Copy each of the lines below word for word, without changing a single character.

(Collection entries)
** Begin **

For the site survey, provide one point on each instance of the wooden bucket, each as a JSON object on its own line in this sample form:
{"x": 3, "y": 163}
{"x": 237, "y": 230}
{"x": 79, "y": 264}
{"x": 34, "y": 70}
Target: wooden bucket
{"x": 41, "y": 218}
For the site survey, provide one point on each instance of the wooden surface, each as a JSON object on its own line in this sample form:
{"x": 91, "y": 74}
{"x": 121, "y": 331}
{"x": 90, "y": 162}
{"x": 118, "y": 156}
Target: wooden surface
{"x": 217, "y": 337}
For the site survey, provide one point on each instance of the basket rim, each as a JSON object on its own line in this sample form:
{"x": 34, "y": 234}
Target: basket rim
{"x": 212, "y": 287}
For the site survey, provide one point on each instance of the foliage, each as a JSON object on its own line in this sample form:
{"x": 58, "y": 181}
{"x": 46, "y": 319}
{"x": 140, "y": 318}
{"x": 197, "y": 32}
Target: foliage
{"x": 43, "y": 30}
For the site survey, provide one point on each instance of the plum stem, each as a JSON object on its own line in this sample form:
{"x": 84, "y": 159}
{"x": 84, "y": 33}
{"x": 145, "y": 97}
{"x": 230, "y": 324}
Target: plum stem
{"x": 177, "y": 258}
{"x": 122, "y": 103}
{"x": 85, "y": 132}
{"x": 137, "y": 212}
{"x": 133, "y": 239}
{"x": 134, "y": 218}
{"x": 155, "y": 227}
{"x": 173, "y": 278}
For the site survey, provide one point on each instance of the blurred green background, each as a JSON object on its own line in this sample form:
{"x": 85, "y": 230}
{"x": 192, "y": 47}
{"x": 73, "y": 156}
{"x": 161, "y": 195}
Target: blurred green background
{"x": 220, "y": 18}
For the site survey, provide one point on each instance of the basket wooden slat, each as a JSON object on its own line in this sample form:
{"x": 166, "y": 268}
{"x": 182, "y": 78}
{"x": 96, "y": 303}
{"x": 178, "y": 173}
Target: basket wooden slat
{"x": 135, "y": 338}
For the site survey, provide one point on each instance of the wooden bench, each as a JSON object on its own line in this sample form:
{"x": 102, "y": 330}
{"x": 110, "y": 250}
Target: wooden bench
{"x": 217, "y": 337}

** End **

Answer for this exercise:
For the site survey, provide one point on each instance of the wooden bucket, each as a JSON object on its own line in this sample form:
{"x": 3, "y": 163}
{"x": 237, "y": 230}
{"x": 79, "y": 264}
{"x": 34, "y": 70}
Target: wooden bucket
{"x": 41, "y": 218}
For the site survey, provide one point on each instance of the wooden surface, each as a JSON object on its own line in this sample form:
{"x": 91, "y": 74}
{"x": 121, "y": 331}
{"x": 90, "y": 162}
{"x": 118, "y": 156}
Target: wooden surface
{"x": 217, "y": 337}
For the site survey, provide one point on each instance of the basket rim, each as a JSON object on its own line in this sample form:
{"x": 34, "y": 234}
Target: basket rim
{"x": 212, "y": 287}
For the site survey, provide one point on each instance of the foliage, each as a JSON object on its own line in this sample form:
{"x": 58, "y": 181}
{"x": 46, "y": 319}
{"x": 140, "y": 318}
{"x": 197, "y": 32}
Target: foliage
{"x": 43, "y": 30}
For the site survey, provide one point on each instance of the plum stem, each as a JSON object on its own line in this sample form:
{"x": 84, "y": 159}
{"x": 84, "y": 33}
{"x": 145, "y": 97}
{"x": 230, "y": 324}
Target: plum stem
{"x": 177, "y": 258}
{"x": 122, "y": 103}
{"x": 85, "y": 132}
{"x": 137, "y": 212}
{"x": 133, "y": 239}
{"x": 134, "y": 218}
{"x": 155, "y": 227}
{"x": 173, "y": 278}
For the site survey, provide one point on each instance of the blurred green background, each as a JSON object on its own line in this sample form:
{"x": 85, "y": 230}
{"x": 192, "y": 47}
{"x": 73, "y": 156}
{"x": 161, "y": 195}
Target: blurred green background
{"x": 220, "y": 18}
For the site survey, provide one point on each instance of the basket wooden slat, each as a JSON object on its own line in this sample form:
{"x": 166, "y": 268}
{"x": 182, "y": 78}
{"x": 96, "y": 303}
{"x": 178, "y": 173}
Target: basket wooden slat
{"x": 135, "y": 338}
For the site survey, provide one point on each instance of the wooden bench, each as a JSON object on its own line in this sample form:
{"x": 102, "y": 330}
{"x": 110, "y": 250}
Target: wooden bench
{"x": 217, "y": 337}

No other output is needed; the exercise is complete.